-- Begin --

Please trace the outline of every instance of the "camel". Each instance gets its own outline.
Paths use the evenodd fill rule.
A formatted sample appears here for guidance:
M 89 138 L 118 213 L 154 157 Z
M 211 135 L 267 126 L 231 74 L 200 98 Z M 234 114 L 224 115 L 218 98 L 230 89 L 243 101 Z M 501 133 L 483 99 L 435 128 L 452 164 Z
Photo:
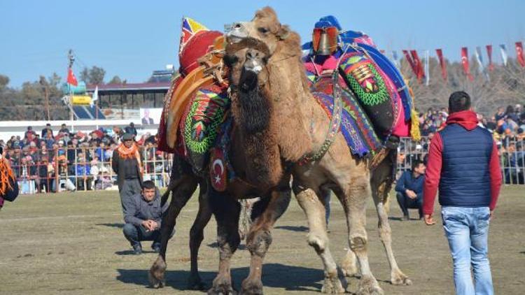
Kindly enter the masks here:
M 237 73 L 239 73 L 240 72 L 237 71 Z M 240 77 L 237 77 L 237 80 Z M 238 103 L 237 106 L 239 106 Z M 237 112 L 237 115 L 239 114 L 239 112 Z M 239 118 L 239 116 L 238 115 L 237 118 Z M 384 203 L 388 200 L 388 193 L 390 191 L 390 188 L 391 187 L 393 181 L 391 171 L 393 168 L 393 163 L 395 163 L 395 161 L 392 161 L 393 159 L 395 160 L 395 153 L 396 151 L 389 151 L 388 155 L 386 157 L 386 160 L 382 161 L 379 166 L 372 171 L 372 173 L 371 174 L 372 177 L 370 178 L 370 184 L 372 194 L 374 197 L 374 201 L 377 209 L 377 213 L 379 217 L 379 236 L 384 245 L 387 257 L 391 264 L 391 281 L 393 284 L 395 285 L 410 285 L 411 283 L 410 280 L 400 271 L 400 270 L 399 270 L 393 257 L 393 253 L 391 250 L 390 226 L 388 224 L 388 215 L 386 208 L 384 206 Z M 298 154 L 299 153 L 298 153 Z M 200 183 L 201 190 L 199 196 L 199 213 L 197 213 L 196 220 L 194 222 L 194 224 L 192 226 L 192 229 L 190 231 L 190 247 L 191 252 L 191 273 L 188 280 L 188 288 L 201 289 L 202 287 L 202 283 L 198 274 L 197 266 L 197 256 L 198 254 L 198 248 L 203 238 L 202 230 L 209 222 L 211 214 L 209 208 L 208 208 L 207 206 L 206 201 L 207 196 L 206 192 L 207 184 L 206 183 L 206 181 L 204 181 L 202 178 L 195 175 L 191 172 L 191 168 L 188 166 L 188 164 L 183 160 L 176 159 L 174 161 L 176 162 L 178 162 L 178 164 L 174 163 L 174 168 L 172 175 L 172 181 L 170 182 L 169 189 L 162 198 L 164 201 L 165 201 L 170 191 L 173 191 L 173 197 L 172 199 L 172 203 L 170 204 L 170 208 L 169 210 L 168 214 L 167 214 L 164 217 L 164 220 L 163 222 L 162 232 L 164 233 L 164 234 L 162 235 L 162 236 L 166 238 L 162 240 L 162 247 L 161 247 L 161 252 L 159 255 L 159 257 L 153 264 L 153 266 L 150 269 L 150 281 L 155 287 L 162 286 L 164 282 L 164 273 L 166 269 L 165 252 L 167 245 L 167 233 L 171 232 L 171 231 L 172 230 L 173 227 L 175 225 L 175 220 L 176 218 L 176 216 L 180 213 L 182 207 L 183 207 L 187 201 L 191 196 L 192 192 L 195 190 L 197 184 Z M 286 189 L 284 189 L 284 187 L 285 186 L 283 185 L 281 187 L 281 190 L 280 192 L 277 191 L 278 194 L 281 193 L 282 194 L 284 194 L 284 201 L 281 201 L 279 203 L 275 201 L 275 198 L 272 199 L 272 197 L 267 197 L 265 199 L 263 199 L 264 201 L 258 206 L 255 206 L 253 217 L 257 218 L 258 217 L 263 216 L 262 213 L 265 208 L 267 208 L 270 203 L 273 203 L 274 206 L 275 206 L 275 204 L 277 204 L 281 207 L 279 208 L 278 214 L 274 214 L 275 216 L 272 216 L 272 214 L 267 213 L 266 216 L 270 216 L 271 221 L 272 222 L 274 222 L 274 221 L 276 220 L 276 218 L 280 216 L 281 214 L 282 214 L 284 210 L 284 208 L 286 208 L 286 206 L 288 206 L 287 201 L 289 202 L 290 200 L 289 194 L 286 193 Z M 239 195 L 239 194 L 237 194 Z M 267 194 L 267 195 L 272 196 L 272 194 Z M 272 199 L 274 200 L 274 201 L 270 202 L 271 201 L 272 201 Z M 260 221 L 258 222 L 259 225 L 256 225 L 256 226 L 261 226 L 263 225 L 267 230 L 271 229 L 271 226 L 272 226 L 273 224 L 262 224 L 264 222 L 262 222 L 260 220 L 262 220 L 260 219 Z M 255 224 L 257 224 L 257 222 L 255 222 Z M 253 236 L 253 233 L 256 231 L 252 231 L 251 236 L 248 234 L 248 236 Z M 270 236 L 270 237 L 271 238 L 271 236 Z M 260 264 L 259 266 L 262 266 L 262 259 L 260 260 Z M 260 268 L 257 269 L 260 269 Z M 356 254 L 354 253 L 354 252 L 349 250 L 346 256 L 343 260 L 343 263 L 342 264 L 342 270 L 343 273 L 346 276 L 351 276 L 357 273 Z M 255 273 L 256 275 L 257 272 L 254 272 L 254 273 Z M 252 272 L 251 272 L 251 274 Z M 252 280 L 252 281 L 253 280 Z M 217 281 L 217 280 L 216 280 L 216 281 Z M 262 284 L 260 284 L 260 280 L 259 279 L 258 282 L 252 285 L 255 285 L 258 286 L 260 285 L 262 288 Z M 214 285 L 216 285 L 216 284 L 214 284 Z M 244 283 L 243 285 L 244 285 L 249 284 Z M 228 288 L 225 289 L 230 289 Z M 244 288 L 244 289 L 246 290 L 246 288 Z M 332 288 L 332 291 L 333 291 L 333 289 L 334 289 Z M 330 288 L 323 288 L 323 290 L 326 292 L 330 291 Z M 339 291 L 340 291 L 340 289 L 339 289 Z
M 162 217 L 161 231 L 161 247 L 159 255 L 153 262 L 148 272 L 148 280 L 151 287 L 154 288 L 163 287 L 165 285 L 164 273 L 167 268 L 166 263 L 166 251 L 169 239 L 170 233 L 176 225 L 176 218 L 182 208 L 186 206 L 193 193 L 199 186 L 199 209 L 190 230 L 190 276 L 188 278 L 187 288 L 191 290 L 202 290 L 204 284 L 199 274 L 198 256 L 199 248 L 204 240 L 204 229 L 211 218 L 211 210 L 208 202 L 208 183 L 201 175 L 197 175 L 192 171 L 190 164 L 181 157 L 174 157 L 170 182 L 166 192 L 162 196 L 162 204 L 167 201 L 169 194 L 172 199 L 166 214 Z M 258 201 L 257 199 L 253 200 Z M 289 203 L 290 198 L 288 198 Z M 284 201 L 286 202 L 286 200 Z M 246 216 L 241 216 L 239 220 L 244 223 L 250 223 L 250 218 L 258 216 L 259 205 L 255 206 L 253 203 L 246 202 L 244 204 L 244 210 L 241 213 Z M 288 206 L 288 203 L 284 205 Z M 255 207 L 255 208 L 254 208 Z M 252 214 L 252 212 L 253 213 Z M 244 238 L 246 224 L 241 224 L 239 227 L 241 239 Z
M 232 92 L 232 96 L 237 93 L 239 96 L 244 95 L 253 99 L 257 95 L 262 95 L 269 103 L 275 106 L 272 117 L 289 131 L 276 134 L 281 156 L 293 163 L 303 155 L 320 149 L 325 141 L 329 120 L 308 89 L 297 34 L 281 25 L 274 11 L 265 8 L 258 11 L 251 22 L 234 24 L 228 37 L 234 43 L 251 41 L 245 42 L 244 48 L 237 46 L 237 52 L 230 53 L 241 65 L 234 66 L 232 71 L 230 82 L 237 85 L 233 88 L 235 91 Z M 242 87 L 239 87 L 239 84 Z M 370 194 L 374 196 L 379 217 L 379 236 L 391 265 L 391 282 L 396 285 L 411 284 L 393 257 L 384 206 L 393 181 L 395 152 L 384 153 L 385 159 L 371 171 L 368 161 L 354 158 L 338 134 L 324 157 L 305 165 L 293 166 L 293 190 L 307 215 L 310 228 L 308 243 L 315 248 L 325 266 L 323 292 L 339 293 L 344 289 L 328 248 L 323 203 L 317 197 L 321 186 L 328 187 L 335 192 L 346 213 L 351 251 L 348 252 L 342 267 L 345 275 L 355 274 L 357 258 L 361 273 L 359 293 L 382 293 L 368 261 L 365 208 L 366 199 Z M 251 266 L 262 266 L 260 259 L 252 253 Z M 252 275 L 251 271 L 251 275 L 243 282 L 243 289 L 246 289 L 246 285 L 251 283 L 255 285 L 253 282 L 258 279 L 260 275 Z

-- End --

YOUR OBJECTIVE: Write out, unchanged, the part of the rows that opens with the very first line and closes with the line containing "M 89 138 L 118 213 L 154 157 Z", including both of those lines.

WORKED ANSWER:
Please trace the outline of every instance of the "camel". Each instance gets its own outline.
Paths use the evenodd fill rule.
A formatted sample appears here for guidance:
M 89 138 L 118 213 L 154 157 Z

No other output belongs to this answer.